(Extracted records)
++++
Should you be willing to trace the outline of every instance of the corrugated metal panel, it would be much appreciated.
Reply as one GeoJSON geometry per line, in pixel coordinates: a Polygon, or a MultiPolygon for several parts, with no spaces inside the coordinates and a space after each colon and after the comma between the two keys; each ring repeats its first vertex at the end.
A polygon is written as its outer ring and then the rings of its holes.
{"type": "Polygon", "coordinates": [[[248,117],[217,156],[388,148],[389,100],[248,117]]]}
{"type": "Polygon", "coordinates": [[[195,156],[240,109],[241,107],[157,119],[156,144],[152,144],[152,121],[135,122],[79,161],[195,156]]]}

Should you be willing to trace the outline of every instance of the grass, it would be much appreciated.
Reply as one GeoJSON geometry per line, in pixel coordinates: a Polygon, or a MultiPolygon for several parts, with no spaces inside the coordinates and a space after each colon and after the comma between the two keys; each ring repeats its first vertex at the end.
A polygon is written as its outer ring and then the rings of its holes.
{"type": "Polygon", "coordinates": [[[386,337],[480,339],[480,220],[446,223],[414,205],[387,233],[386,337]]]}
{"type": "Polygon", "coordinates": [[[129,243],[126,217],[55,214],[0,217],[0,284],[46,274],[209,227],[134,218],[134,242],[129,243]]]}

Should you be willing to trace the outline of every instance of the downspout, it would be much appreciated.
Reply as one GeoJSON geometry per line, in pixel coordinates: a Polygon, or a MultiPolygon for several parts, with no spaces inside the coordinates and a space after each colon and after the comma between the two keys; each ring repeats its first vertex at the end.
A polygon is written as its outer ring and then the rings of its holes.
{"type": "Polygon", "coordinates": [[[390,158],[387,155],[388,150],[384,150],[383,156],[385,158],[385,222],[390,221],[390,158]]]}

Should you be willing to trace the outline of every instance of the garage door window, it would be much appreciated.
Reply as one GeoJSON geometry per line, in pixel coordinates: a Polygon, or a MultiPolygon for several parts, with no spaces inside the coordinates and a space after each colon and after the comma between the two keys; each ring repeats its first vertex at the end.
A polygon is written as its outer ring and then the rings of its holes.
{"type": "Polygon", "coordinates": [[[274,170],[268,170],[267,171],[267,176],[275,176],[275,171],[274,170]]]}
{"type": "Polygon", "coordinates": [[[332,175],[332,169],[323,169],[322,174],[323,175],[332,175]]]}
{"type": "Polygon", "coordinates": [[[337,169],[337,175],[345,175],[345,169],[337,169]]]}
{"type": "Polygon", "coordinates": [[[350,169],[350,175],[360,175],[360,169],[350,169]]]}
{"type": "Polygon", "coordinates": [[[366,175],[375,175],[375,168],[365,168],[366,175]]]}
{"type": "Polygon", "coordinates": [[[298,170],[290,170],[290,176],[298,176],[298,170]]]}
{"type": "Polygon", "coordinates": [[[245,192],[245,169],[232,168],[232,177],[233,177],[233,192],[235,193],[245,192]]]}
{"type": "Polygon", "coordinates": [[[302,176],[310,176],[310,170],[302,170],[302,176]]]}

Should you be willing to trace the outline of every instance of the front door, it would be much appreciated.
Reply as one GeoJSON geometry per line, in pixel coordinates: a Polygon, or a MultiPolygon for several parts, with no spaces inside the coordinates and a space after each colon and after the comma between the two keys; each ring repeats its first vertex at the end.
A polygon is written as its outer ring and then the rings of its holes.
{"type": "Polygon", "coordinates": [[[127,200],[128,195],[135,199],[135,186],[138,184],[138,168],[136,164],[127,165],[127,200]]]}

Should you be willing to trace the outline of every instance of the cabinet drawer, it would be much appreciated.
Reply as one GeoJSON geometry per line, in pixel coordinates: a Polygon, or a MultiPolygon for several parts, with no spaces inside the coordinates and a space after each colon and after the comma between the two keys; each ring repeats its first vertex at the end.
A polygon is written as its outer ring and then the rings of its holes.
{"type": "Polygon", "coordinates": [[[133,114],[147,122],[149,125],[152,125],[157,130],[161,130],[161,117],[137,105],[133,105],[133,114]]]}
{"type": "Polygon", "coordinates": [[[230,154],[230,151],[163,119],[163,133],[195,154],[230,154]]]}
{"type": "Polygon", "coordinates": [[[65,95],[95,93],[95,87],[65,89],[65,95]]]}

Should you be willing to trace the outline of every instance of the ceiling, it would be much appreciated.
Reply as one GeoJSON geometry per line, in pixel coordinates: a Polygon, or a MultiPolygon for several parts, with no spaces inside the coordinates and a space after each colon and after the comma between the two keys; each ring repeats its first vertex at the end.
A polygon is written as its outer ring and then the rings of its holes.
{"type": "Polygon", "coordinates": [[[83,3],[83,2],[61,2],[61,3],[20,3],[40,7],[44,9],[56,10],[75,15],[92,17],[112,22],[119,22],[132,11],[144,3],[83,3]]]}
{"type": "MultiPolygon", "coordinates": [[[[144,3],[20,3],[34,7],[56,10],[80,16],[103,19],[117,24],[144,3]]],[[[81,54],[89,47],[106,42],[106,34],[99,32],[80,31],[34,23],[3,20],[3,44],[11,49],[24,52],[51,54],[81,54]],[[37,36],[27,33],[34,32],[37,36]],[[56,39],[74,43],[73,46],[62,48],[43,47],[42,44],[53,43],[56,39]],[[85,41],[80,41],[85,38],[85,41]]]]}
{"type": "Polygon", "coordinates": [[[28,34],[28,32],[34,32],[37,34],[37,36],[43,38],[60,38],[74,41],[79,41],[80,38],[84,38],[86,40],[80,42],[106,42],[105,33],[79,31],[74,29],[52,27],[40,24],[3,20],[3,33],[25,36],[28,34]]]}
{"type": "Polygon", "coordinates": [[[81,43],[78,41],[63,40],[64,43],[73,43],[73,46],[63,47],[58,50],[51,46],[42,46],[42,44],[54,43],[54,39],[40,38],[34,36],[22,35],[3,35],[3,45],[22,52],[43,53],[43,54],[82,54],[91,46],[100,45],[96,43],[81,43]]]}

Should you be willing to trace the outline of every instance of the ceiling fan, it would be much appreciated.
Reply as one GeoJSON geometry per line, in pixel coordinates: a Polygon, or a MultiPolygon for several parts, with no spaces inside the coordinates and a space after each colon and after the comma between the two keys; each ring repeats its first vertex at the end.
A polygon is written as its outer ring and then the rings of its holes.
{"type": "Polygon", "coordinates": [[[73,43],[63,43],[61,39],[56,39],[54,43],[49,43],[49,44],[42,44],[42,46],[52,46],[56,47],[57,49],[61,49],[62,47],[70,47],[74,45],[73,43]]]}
++++
Lines holding the word "door" should be copied from the entries above.

**EXERCISE RESPONSE**
Should you be willing to trace the outline of every instance of the garage door window, it would be much appreciated.
Should you be willing to trace the outline of every instance of the front door, it would be much appreciated.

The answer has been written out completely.